Work required: Rewrite every item below, replacing "locate" with "find" and leaving everything else as it is.

Records shown:

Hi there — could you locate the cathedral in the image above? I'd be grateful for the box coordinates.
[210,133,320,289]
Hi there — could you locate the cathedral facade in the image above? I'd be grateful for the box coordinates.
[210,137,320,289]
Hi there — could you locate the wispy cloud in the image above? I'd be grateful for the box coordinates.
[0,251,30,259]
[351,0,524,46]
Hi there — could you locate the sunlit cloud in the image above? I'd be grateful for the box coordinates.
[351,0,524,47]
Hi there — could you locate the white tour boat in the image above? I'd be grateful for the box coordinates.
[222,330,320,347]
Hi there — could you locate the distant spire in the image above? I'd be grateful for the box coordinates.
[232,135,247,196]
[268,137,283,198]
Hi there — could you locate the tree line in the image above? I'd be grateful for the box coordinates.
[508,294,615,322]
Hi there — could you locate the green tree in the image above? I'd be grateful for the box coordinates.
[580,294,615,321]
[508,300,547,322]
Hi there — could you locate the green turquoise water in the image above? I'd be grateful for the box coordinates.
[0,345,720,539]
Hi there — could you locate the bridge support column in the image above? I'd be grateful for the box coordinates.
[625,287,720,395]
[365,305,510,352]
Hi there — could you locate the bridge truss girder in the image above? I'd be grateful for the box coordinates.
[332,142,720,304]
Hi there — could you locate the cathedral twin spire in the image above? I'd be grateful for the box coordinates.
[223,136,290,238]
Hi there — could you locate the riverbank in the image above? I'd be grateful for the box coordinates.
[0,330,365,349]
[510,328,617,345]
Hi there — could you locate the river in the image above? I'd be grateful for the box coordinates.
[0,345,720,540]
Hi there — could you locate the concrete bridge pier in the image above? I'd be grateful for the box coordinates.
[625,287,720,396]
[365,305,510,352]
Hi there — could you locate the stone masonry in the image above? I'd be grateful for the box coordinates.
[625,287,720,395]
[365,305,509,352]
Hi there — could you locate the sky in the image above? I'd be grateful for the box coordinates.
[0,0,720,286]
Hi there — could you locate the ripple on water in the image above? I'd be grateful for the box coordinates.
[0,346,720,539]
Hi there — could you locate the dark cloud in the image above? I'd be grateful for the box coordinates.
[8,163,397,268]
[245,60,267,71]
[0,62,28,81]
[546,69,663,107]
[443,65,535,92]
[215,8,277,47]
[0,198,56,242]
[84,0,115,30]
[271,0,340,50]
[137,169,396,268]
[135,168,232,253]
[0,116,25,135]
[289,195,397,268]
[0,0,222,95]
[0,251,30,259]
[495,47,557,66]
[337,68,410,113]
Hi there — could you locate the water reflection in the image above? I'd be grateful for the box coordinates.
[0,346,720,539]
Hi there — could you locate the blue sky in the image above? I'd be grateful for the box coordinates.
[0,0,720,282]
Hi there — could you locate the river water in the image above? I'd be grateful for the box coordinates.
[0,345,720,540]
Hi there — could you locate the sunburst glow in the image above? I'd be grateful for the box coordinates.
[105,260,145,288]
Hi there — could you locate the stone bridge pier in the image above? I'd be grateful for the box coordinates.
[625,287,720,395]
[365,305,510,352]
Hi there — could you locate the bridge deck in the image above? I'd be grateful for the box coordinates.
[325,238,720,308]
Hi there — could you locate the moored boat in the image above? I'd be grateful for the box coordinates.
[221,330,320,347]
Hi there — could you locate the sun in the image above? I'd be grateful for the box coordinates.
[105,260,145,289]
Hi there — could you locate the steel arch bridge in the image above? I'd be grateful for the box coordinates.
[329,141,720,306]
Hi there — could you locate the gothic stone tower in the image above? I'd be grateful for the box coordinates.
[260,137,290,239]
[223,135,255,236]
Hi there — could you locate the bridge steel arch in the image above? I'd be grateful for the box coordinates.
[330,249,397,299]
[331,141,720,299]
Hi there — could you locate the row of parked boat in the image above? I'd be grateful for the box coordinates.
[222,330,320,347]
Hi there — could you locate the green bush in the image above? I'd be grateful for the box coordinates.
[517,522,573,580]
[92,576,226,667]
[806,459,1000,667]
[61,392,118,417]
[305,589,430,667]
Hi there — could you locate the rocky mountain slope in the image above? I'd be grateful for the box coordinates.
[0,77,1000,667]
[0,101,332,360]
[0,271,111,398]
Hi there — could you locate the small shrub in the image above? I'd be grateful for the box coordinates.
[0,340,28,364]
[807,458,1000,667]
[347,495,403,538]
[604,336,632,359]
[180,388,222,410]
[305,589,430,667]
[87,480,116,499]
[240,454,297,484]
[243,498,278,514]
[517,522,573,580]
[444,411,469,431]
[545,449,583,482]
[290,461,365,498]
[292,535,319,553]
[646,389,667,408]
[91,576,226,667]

Written solution:
Hi there — could you find the cathedral in the image above? I'd be grateful for the box coordinates.
[210,133,320,289]
Hi there — could you find the cathedral facade in the image above? I'd be grateful for the box coordinates.
[210,137,320,289]
Hi there — could you find the wispy cloud in the image above? I'd be grateful for the box coordinates.
[0,251,30,259]
[351,0,524,46]
Hi there — could you find the sunlit cloud in the image above? I'd be grateful for the box coordinates.
[351,0,524,47]
Hi there — could you find the white tour boat in the image above? I'd be grateful for the box coordinates.
[222,330,320,347]
Hi there — could you find the distant spire in the image above? I'd be grateful for the box coordinates.
[232,135,247,196]
[268,137,283,198]
Hi there — could you find the tree line in the image above? I'd be grateful for the box coordinates.
[508,294,615,322]
Hi there — could you find the green tree in the image above? I'd be grateful for the box coordinates.
[580,294,615,321]
[508,300,547,322]
Hi there — could you find the green turquoise water in the image above? I'd be grateful for the box coordinates.
[0,345,720,539]
Hi there — could you find the bridge support column in the image above? I'd be grateful for the box coordinates.
[625,287,720,395]
[365,305,510,352]
Hi there — could you find the bridge truss girder in the image above? I'd be grateful for the box coordinates.
[332,142,720,304]
Hi there — could you find the cathedral twin spire in the image above? I'd be grateful for the box coordinates.
[223,136,290,238]
Hi there — could you find the riverbank in the image above? I'd be grateful for the box coordinates.
[0,330,365,349]
[510,328,617,345]
Hi there — could you find the river in the image above? I'd be grateful for the box coordinates.
[0,345,720,540]
Hi there — could you find the concrete bridge pier in the image above? I'd be grateful for the box coordinates.
[625,287,720,396]
[365,305,510,352]
Hi there — could you find the stone masonry in the image above? I'd be grateful for the box coordinates.
[625,287,720,395]
[365,305,509,352]
Hi there — could you find the sky in the image above? I'd be grateful for the box coordinates.
[0,0,720,286]
Hi there — could you find the ripple on water in the image above? I'd be grateful for the box coordinates.
[0,346,720,539]
Hi there — could you find the dark cloud in the image above? I'd be grateful for the box coordinates.
[8,163,397,268]
[245,60,267,71]
[0,62,28,81]
[546,69,663,107]
[443,65,535,92]
[215,8,277,47]
[0,198,56,242]
[84,0,115,30]
[271,0,340,50]
[137,169,396,268]
[135,168,232,253]
[0,116,25,135]
[289,195,397,268]
[0,0,222,95]
[0,251,30,259]
[495,47,557,66]
[337,68,410,113]
Hi there — could you find the water reflection in the image above? I'd be grateful for the box coordinates.
[0,346,720,539]
Hi there — could you find the blue sky in the image above? I'd be grateful for the box coordinates.
[0,0,720,282]
Hi there — could you find the river water in the image above? I'd be grateful for the box coordinates.
[0,345,720,540]
Hi there — could you find the sunburst glow in the image above? I'd be grateful for the box coordinates.
[105,260,145,288]
Hi there — could you find the stone bridge pier in the image above? I'd be grateful for the box coordinates.
[625,287,720,395]
[365,305,510,352]
Hi there — could you find the bridge deck in the image above? I'd be grateful for the box coordinates.
[325,238,720,308]
Hi there — could you find the moored boat in the image above? I'd be grateful for the box coordinates.
[221,330,320,347]
Hi there — could you find the sun in the image above? I'd be grateful for the box coordinates.
[105,260,145,289]
Hi there — could you find the steel arch bridge in the image above? I'd be grateful for the box coordinates.
[329,141,720,306]
Hi there — could you find the gothic stone tower in the image above? I'd be grateful for the box coordinates.
[260,137,290,239]
[223,135,255,236]
Hi there — could you find the bridge steel arch in the image above? I'd be grateful for the box coordinates.
[330,249,397,299]
[331,141,720,299]
Hi there — could you find the row of parked boat in the image above? I'd be grateful for the box coordinates.
[222,330,320,347]
Hi there — could you find the green bush in the image above? I'd be grateful for the box coordinates.
[517,522,573,580]
[92,576,226,667]
[806,459,1000,667]
[61,392,118,417]
[305,589,430,667]
Hi there — could you find the rocky mountain slope in the image above? I'd be grateful for the box coordinates.
[0,77,1000,667]
[0,101,332,360]
[0,271,111,398]
Hi there — could you find the small shrub in the image above? I'd be grateful for the box coordinates.
[0,340,28,364]
[807,458,1000,667]
[347,495,403,538]
[604,336,632,359]
[180,388,222,410]
[305,589,430,667]
[87,480,116,499]
[240,454,297,484]
[243,498,278,514]
[517,522,573,580]
[444,411,469,431]
[545,449,583,482]
[290,461,365,498]
[292,535,319,553]
[646,389,667,408]
[91,576,226,667]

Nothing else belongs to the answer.